* [Work required]: Reproduce every line of the records below word for word, leaving out the pictures.
##### Supplied data #####
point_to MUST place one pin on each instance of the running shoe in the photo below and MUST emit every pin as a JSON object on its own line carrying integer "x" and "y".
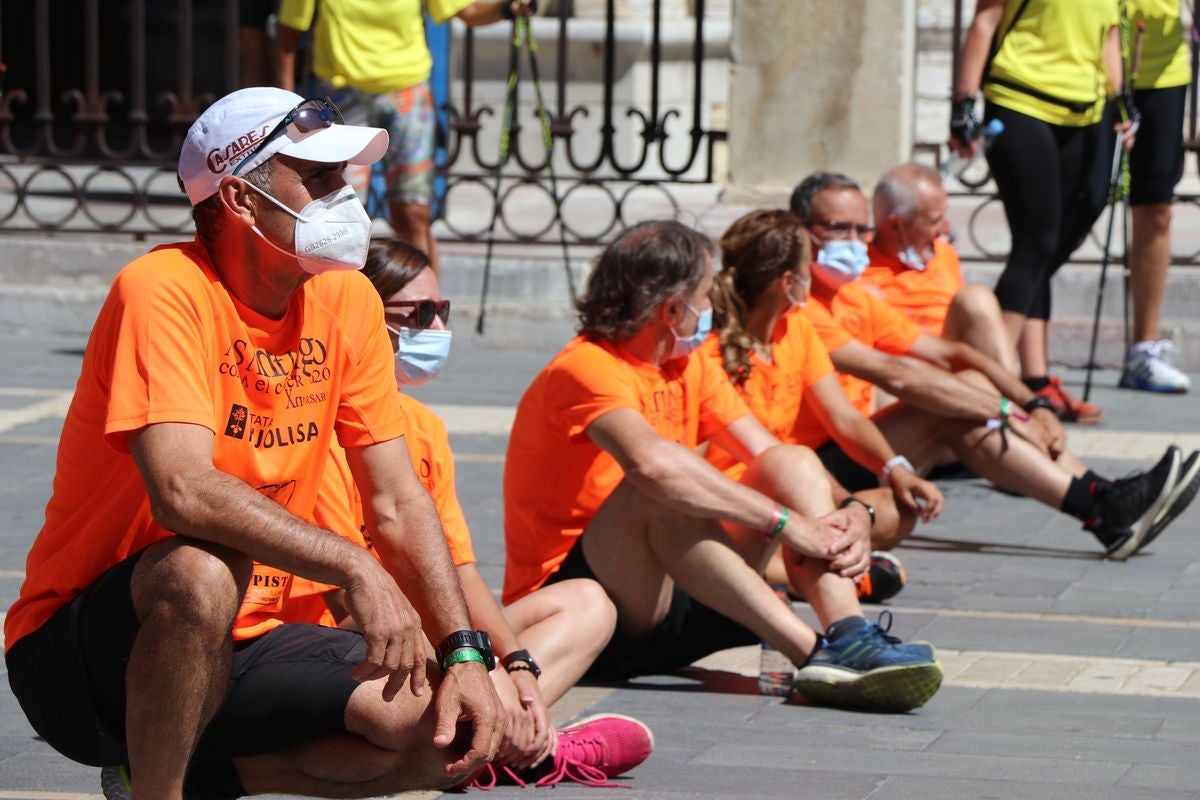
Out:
{"x": 1179, "y": 499}
{"x": 1125, "y": 510}
{"x": 1067, "y": 407}
{"x": 870, "y": 671}
{"x": 883, "y": 578}
{"x": 591, "y": 752}
{"x": 1149, "y": 368}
#####
* [Exercise result]:
point_to MUST place one pin on each instance of the running shoe in the photo below and MUST emit every pin as a JSON object on its own line carrying integer "x" and "y".
Out:
{"x": 1179, "y": 499}
{"x": 1125, "y": 510}
{"x": 1067, "y": 407}
{"x": 870, "y": 671}
{"x": 883, "y": 578}
{"x": 591, "y": 752}
{"x": 1149, "y": 368}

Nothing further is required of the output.